=== TO BE DONE ===
Please lay out every line of the records below as a numbered list, skipping blank lines and leaving the pictures out.

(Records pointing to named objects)
_ _ _ _

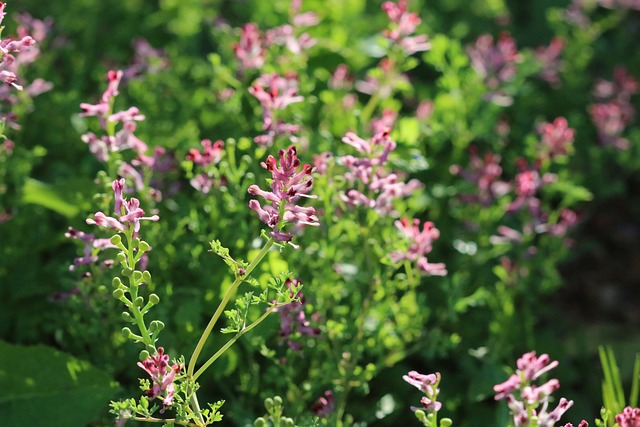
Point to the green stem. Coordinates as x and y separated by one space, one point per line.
196 408
232 341
133 291
222 306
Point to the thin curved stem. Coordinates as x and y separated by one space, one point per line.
222 306
232 341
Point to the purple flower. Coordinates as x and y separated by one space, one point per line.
405 24
162 376
293 320
630 417
525 399
556 137
211 153
128 211
420 244
485 174
549 58
275 93
382 187
324 406
288 185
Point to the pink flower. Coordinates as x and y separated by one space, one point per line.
250 51
556 137
485 174
129 215
324 406
211 153
549 58
288 185
293 321
495 63
162 376
630 417
420 244
275 93
525 399
428 384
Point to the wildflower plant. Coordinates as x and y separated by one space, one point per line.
175 384
529 403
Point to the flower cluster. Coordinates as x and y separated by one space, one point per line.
111 142
428 384
325 404
421 243
15 54
293 320
382 187
162 376
128 212
495 63
404 25
630 417
288 185
8 47
251 50
147 60
275 93
102 147
556 138
210 155
527 401
613 112
485 174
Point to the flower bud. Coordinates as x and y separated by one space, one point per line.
146 276
116 282
268 404
154 299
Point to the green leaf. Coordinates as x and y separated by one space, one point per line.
44 387
45 195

_ _ _ _

=== OUTPUT ===
1. Point to the green stem. Coordinates as x and y separated by one space, one point per line.
2. 196 408
3. 232 341
4. 133 291
5. 222 306
6. Point to the thin curved stem. Coordinates as x and y separated by one space, one point per line.
7. 222 306
8. 232 341
9. Point to the purple flower. Coordinates as x and y separated by one space, one point per line.
10. 405 24
11. 162 376
12. 293 320
13. 630 417
14. 525 399
15. 556 137
16. 211 153
17. 128 211
18. 420 244
19. 485 174
20. 549 58
21. 275 93
22. 382 187
23. 324 406
24. 288 185
25. Point to the pink flower. Coordinates as x and y separated by one space, one point per line.
26. 250 51
27. 556 137
28. 485 174
29. 129 215
30. 324 406
31. 211 153
32. 549 58
33. 288 185
34. 293 321
35. 495 63
36. 162 376
37. 630 417
38. 420 244
39. 275 93
40. 525 399
41. 428 384
42. Point to the wildflower plant. Coordinates as x and y separated by one space, one point per line.
43. 175 384
44. 529 403
45. Point to the flower cluster. Coordinates as x and y separated by one space, one point per line.
46. 111 142
47. 428 384
48. 325 404
49. 421 243
50. 15 54
51. 293 320
52. 382 187
53. 162 376
54. 128 212
55. 495 63
56. 404 25
57. 630 417
58. 288 185
59. 8 47
60. 251 50
61. 147 60
62. 275 93
63. 102 147
64. 556 138
65. 210 155
66. 527 401
67. 613 112
68. 485 174
69. Point to the flower bud. Coordinates as x and y separated by one space, one point per line.
70. 146 276
71. 116 282
72. 268 404
73. 154 299
74. Point to the green leaf. Coordinates as x and y separated by one space, one point per line.
75. 44 387
76. 45 195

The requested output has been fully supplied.